*** Kutipan bacaan
Salimin dan Bartels bergandengan tangan di rel KA Desa Panembangan, Cilongok. Diambil dari sampul buku Napak Tilas Tentara Belanda dan TNI karya Ant.P. de Graaf
Suatu sore di akhir 1990, sebuah bus kecil memasuki pelataran Stasiun Karangsari. Di dalam bus, 3 orang Belanda menunggu hujan reda. Dua jam menunggu, hujan tak kunjung reda dan hari mulai gelap, sehingga mereka memutuskan untuk melanjutkan perjalanan ke hotel mereka di Baturraden. Keesokan harinya, mereka kembali ke Karangsari. Ketiga orang itu adalah Teng Bartels, istrinya, Nel, dan teman Bartels, Fleuren. Mereka bertiga datang ke Karangsari di pelosok Banyumas demi satu tujuan, mencari sebuah tempat dari kenangan Bartels. Tempat dari salah satu kenangan buruk Bartels yang terjadi 41 tahun sebelumnya. Ingatan Bartels menuntun mereka ke Karangsari. Mereka mencari sebuah viaduk/jembatan kereta api. Mereka menunggu sopir bus yang sedang mengobrol dengan orang-orang yang mulai berkerumun. Orang penasaran, apa yang menyebabkan 3 orang Belanda jauh-jauh datang ke Karangsari. Dari hasil obrolan dengan orang-orang, sopir memberikan dua lokasi ke Bartels, yakni Desa Gununglurah dan Desa Panembangan, keduanya berada tidak terlalu jauh dari Karangsari di Kecamatan Cilongok. Teman-teman Bartels sebelumnya pernah mendatangi Gununglurah, sehingga Bartels kemudian memilih Panembangan.
******
*** Data tersedia
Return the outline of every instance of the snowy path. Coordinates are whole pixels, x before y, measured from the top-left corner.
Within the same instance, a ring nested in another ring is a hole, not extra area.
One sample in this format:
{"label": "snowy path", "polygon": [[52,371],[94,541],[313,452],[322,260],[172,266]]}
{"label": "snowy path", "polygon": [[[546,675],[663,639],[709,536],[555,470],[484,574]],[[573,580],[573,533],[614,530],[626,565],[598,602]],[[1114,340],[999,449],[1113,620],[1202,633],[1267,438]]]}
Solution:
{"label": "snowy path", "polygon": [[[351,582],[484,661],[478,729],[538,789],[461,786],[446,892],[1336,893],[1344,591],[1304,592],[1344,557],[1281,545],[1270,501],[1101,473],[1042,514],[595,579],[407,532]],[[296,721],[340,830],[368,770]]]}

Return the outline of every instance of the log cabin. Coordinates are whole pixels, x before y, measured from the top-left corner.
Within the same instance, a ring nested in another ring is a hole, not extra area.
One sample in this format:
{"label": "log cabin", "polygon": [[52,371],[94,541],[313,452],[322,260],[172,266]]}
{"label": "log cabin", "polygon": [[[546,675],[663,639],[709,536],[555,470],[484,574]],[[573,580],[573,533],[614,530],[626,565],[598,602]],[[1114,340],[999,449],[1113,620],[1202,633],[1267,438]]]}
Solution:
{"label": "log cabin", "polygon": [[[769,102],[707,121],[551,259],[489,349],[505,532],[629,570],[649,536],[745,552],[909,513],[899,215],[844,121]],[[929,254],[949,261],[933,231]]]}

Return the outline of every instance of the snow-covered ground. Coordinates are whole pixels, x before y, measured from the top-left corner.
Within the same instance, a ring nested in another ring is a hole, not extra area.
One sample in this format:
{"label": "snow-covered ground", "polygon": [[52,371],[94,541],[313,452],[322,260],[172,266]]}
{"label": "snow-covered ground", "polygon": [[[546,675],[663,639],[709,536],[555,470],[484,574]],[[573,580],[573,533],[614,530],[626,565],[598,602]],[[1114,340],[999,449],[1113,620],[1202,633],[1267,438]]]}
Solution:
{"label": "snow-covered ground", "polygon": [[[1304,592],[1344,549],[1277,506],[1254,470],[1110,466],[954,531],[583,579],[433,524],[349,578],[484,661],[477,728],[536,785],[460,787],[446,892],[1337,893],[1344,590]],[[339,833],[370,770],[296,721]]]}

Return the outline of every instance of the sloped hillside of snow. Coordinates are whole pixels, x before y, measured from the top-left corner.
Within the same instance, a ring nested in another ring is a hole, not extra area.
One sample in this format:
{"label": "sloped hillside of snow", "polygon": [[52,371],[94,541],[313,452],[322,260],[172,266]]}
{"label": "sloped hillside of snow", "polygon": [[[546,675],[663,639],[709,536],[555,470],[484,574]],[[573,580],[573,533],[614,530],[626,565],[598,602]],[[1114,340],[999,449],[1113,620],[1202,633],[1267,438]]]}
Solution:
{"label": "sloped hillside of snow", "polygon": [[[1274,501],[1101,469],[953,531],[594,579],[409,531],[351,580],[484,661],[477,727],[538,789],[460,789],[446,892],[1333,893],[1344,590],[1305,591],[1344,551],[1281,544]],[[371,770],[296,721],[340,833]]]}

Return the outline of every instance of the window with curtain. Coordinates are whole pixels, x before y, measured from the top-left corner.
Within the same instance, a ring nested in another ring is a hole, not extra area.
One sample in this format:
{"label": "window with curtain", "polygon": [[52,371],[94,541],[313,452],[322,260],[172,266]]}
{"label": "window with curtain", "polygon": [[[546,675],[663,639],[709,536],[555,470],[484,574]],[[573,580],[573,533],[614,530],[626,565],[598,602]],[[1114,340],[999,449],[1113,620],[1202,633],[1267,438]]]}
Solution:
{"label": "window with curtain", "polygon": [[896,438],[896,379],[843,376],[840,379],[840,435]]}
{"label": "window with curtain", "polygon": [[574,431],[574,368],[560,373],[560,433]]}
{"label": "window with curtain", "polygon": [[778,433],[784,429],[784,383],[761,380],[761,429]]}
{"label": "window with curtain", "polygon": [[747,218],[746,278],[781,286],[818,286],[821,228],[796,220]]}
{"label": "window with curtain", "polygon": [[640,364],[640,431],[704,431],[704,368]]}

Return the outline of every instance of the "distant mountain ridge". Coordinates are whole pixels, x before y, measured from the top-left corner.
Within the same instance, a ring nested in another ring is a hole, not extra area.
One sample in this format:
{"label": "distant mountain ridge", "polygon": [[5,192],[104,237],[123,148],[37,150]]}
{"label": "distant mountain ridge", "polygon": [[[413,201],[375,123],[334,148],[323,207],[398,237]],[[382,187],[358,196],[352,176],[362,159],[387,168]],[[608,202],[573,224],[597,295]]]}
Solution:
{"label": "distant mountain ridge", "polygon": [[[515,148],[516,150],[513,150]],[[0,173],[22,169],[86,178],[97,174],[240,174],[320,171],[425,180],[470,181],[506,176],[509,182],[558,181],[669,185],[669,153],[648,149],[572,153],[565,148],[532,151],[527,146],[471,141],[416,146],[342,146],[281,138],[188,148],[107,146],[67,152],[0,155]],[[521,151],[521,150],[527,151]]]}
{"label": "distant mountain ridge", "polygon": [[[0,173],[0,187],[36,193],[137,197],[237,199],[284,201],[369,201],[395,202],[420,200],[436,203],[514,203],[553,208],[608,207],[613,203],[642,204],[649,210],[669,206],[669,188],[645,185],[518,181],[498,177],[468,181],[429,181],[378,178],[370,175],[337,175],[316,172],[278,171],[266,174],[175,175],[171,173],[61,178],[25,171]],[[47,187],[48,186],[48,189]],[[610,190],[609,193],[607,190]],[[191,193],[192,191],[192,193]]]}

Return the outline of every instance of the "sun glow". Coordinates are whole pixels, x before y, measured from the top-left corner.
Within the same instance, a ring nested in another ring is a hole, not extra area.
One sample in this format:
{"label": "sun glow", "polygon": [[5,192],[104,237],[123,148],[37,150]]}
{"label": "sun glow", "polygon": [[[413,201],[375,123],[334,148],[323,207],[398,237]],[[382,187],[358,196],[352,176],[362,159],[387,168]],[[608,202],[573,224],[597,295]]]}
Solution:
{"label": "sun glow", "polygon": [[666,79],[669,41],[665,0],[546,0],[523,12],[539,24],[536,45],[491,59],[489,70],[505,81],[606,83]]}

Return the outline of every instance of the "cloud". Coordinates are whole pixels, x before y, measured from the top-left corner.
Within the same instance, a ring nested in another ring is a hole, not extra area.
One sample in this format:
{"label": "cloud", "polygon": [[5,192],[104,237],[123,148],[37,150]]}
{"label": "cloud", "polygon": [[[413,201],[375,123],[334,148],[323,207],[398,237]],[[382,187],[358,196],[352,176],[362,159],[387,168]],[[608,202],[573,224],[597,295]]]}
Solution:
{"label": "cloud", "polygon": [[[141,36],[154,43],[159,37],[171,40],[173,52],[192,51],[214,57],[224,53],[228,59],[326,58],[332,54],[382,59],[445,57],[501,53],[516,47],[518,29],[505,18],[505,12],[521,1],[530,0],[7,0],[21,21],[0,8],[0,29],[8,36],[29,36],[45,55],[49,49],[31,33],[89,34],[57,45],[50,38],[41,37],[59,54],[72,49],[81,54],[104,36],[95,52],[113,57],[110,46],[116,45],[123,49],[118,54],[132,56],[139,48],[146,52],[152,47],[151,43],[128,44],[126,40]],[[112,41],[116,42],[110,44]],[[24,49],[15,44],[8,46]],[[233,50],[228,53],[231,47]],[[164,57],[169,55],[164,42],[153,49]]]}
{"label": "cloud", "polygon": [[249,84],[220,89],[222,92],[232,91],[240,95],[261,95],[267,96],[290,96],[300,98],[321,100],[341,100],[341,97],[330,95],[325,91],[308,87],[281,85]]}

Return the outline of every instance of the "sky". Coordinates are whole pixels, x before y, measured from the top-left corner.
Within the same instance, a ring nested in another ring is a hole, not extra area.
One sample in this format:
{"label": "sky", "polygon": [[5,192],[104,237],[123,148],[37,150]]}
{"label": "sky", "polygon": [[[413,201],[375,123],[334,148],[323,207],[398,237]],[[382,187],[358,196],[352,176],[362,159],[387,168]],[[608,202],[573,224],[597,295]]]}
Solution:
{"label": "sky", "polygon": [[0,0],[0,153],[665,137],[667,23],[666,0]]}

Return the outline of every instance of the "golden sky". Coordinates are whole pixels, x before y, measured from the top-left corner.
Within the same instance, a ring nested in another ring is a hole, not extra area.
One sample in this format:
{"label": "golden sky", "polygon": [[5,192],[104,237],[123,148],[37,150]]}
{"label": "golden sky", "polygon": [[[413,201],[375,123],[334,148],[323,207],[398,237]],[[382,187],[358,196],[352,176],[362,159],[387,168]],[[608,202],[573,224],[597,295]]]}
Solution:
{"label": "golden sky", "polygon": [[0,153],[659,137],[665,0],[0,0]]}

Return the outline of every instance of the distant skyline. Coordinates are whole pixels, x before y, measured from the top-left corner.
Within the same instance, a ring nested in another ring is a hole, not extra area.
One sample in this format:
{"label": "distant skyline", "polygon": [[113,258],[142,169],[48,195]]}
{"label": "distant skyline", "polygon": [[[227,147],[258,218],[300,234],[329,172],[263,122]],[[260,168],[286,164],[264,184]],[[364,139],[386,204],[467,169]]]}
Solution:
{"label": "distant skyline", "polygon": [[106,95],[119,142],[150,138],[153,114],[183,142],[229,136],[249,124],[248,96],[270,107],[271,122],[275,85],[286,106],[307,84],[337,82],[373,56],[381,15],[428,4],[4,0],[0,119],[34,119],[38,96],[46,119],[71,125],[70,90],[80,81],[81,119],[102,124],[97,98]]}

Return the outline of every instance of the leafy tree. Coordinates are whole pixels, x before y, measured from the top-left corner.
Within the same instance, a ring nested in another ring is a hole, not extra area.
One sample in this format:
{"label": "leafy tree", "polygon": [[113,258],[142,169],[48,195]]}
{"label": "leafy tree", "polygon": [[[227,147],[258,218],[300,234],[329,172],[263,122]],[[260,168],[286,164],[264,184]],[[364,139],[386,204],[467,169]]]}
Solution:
******
**Kerjakan ini:** Terjemahkan ke dalam bahasa Inggris kalimat berikut dari kisah kunjungan Bartels ke Karangsari: "Ingatan Bartels menuntun mereka ke Karangsari." Item-item ini diambil dari sumber yang berbeda.

**Jawaban:** Bartels's memory led them to Karangsari.